Please reproduce the rows below word for word, from their very first line down to and including the line that contains "130 179 193 234".

## Excerpted data:
________________________

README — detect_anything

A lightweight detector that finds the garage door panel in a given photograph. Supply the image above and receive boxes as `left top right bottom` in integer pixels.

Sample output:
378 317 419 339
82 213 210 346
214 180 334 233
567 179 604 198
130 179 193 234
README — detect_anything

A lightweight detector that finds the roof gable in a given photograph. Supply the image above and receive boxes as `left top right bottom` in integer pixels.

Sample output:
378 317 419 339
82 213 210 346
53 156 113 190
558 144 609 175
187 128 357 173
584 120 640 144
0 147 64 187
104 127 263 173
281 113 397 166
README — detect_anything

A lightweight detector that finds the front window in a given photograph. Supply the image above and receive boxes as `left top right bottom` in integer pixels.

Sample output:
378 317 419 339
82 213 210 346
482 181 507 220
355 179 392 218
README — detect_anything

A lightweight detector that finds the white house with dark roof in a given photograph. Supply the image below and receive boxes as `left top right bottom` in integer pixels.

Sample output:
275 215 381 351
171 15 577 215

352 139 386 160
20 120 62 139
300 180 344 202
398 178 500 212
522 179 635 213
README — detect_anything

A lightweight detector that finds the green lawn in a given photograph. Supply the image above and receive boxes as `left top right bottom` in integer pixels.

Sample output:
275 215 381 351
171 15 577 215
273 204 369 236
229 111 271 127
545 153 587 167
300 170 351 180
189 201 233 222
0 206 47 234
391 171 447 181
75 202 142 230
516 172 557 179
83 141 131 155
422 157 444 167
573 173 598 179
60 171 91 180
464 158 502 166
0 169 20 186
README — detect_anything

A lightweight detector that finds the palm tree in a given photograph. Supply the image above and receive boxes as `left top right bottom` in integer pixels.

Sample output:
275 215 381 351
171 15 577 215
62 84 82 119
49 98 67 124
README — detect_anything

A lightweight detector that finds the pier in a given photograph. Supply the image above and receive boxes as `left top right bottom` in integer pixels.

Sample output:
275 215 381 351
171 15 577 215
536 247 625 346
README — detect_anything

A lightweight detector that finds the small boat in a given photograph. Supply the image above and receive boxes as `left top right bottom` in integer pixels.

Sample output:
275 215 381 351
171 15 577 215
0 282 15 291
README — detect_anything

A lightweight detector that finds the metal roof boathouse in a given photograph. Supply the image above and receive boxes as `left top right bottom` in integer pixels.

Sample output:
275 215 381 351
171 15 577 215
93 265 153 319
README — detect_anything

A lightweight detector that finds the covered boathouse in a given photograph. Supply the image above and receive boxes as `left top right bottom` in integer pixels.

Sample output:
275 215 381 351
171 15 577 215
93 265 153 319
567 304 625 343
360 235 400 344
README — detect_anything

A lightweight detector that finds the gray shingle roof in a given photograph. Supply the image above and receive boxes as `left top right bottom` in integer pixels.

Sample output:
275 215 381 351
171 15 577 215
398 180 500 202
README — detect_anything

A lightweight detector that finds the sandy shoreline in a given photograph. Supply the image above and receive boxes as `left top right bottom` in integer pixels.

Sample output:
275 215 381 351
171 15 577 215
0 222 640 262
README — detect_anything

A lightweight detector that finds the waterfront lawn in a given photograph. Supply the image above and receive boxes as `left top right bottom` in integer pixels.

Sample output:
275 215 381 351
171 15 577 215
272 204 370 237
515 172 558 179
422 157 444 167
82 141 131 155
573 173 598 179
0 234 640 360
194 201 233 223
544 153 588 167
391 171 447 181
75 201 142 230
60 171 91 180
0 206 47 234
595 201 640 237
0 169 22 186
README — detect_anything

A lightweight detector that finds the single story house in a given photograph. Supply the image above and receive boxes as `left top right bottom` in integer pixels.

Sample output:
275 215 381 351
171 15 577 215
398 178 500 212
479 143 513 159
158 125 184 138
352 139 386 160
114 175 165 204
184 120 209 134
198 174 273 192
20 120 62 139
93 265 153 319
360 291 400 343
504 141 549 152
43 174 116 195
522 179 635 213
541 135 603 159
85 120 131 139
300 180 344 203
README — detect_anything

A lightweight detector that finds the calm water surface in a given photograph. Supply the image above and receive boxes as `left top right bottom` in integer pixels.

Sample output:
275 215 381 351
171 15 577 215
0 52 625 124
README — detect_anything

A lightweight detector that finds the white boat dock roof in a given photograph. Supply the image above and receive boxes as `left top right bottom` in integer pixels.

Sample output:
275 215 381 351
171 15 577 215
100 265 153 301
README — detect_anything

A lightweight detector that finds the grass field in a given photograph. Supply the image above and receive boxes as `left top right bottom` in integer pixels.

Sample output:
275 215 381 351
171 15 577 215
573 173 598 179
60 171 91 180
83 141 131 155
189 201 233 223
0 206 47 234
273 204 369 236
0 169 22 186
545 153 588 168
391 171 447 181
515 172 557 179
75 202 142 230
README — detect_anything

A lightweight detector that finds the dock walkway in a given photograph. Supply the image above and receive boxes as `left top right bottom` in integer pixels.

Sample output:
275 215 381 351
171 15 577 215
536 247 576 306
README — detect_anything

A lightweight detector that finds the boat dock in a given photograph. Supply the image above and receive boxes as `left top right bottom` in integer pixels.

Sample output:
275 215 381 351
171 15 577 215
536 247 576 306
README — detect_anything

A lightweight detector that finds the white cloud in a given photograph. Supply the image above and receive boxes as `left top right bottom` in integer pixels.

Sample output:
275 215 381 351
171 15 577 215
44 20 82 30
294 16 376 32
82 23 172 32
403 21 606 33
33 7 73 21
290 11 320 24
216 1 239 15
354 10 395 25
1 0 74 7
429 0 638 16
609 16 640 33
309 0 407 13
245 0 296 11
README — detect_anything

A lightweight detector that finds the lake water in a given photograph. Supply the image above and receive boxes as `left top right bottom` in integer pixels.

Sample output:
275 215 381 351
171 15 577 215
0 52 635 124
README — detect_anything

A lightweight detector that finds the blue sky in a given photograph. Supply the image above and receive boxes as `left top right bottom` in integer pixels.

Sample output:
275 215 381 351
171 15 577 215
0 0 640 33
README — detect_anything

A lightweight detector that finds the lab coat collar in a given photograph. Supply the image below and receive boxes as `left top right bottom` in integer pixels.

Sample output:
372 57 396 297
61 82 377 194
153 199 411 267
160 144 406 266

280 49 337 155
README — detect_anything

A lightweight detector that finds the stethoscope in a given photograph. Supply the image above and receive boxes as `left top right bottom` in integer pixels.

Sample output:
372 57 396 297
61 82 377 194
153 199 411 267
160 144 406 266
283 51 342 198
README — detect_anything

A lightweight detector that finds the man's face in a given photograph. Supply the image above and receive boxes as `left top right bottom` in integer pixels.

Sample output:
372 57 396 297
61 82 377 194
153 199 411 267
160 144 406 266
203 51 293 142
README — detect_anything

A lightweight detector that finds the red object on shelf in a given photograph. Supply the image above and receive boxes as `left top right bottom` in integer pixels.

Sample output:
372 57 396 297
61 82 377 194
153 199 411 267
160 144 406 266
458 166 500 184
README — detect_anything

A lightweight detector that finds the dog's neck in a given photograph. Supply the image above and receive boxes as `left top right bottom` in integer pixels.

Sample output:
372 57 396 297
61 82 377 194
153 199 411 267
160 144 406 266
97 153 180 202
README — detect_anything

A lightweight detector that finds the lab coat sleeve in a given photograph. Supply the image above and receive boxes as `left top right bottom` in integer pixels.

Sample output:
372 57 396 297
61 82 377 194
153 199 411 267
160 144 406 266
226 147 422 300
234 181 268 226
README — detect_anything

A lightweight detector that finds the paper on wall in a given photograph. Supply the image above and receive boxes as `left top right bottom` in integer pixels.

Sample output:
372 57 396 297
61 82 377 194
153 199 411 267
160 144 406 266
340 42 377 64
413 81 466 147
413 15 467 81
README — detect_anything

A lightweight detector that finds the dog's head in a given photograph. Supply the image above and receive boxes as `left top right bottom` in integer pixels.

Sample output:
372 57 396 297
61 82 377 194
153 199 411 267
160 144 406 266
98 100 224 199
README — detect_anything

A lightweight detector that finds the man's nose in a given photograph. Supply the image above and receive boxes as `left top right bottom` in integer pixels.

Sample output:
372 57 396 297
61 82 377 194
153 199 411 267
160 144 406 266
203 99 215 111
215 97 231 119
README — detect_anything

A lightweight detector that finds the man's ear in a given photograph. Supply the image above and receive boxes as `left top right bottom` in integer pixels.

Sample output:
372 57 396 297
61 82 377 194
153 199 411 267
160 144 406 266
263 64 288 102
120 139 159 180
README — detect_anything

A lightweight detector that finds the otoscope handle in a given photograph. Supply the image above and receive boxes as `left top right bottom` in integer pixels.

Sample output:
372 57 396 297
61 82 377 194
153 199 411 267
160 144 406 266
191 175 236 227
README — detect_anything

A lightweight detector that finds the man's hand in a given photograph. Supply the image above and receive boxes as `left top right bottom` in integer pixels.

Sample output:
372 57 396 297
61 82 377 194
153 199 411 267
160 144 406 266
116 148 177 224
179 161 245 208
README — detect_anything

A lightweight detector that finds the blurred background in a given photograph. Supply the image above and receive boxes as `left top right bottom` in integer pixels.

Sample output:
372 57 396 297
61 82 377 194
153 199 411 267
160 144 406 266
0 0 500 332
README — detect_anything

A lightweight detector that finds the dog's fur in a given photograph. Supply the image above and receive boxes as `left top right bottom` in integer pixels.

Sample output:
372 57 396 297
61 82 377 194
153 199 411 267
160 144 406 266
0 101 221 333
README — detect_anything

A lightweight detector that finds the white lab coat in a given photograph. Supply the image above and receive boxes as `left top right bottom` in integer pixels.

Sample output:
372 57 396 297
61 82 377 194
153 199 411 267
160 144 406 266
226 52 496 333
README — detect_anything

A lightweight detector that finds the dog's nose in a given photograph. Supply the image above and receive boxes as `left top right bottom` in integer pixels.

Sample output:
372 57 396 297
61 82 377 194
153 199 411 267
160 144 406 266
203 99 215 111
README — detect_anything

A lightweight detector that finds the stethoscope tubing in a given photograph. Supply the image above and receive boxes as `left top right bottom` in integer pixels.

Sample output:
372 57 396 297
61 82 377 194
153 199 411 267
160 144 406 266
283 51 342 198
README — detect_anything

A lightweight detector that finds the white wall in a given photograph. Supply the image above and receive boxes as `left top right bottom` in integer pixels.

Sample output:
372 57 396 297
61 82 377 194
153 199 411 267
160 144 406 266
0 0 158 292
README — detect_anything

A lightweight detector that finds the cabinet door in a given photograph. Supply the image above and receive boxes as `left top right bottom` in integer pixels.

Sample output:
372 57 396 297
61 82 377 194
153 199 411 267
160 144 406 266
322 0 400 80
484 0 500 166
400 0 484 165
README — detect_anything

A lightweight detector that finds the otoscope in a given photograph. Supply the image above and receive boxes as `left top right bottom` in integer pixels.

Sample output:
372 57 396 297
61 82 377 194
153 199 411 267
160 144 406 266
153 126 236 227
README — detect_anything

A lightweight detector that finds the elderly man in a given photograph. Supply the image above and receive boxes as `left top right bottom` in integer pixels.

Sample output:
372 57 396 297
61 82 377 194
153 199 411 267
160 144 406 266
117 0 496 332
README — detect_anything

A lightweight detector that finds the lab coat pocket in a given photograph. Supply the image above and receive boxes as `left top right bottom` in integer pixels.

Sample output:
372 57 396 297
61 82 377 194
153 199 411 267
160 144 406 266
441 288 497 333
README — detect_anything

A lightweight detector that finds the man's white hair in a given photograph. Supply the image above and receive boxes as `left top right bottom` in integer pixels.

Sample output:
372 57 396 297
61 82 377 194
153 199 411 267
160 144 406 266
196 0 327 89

________________________

## Output for this task:
README — detect_anything

A lightweight detector that finds the garage door panel in a given photograph. Supply the image above and receive boxes as `left top right bottom` in integer pixels.

Sample output:
378 317 419 339
82 213 210 346
214 180 334 233
567 179 604 198
130 179 193 234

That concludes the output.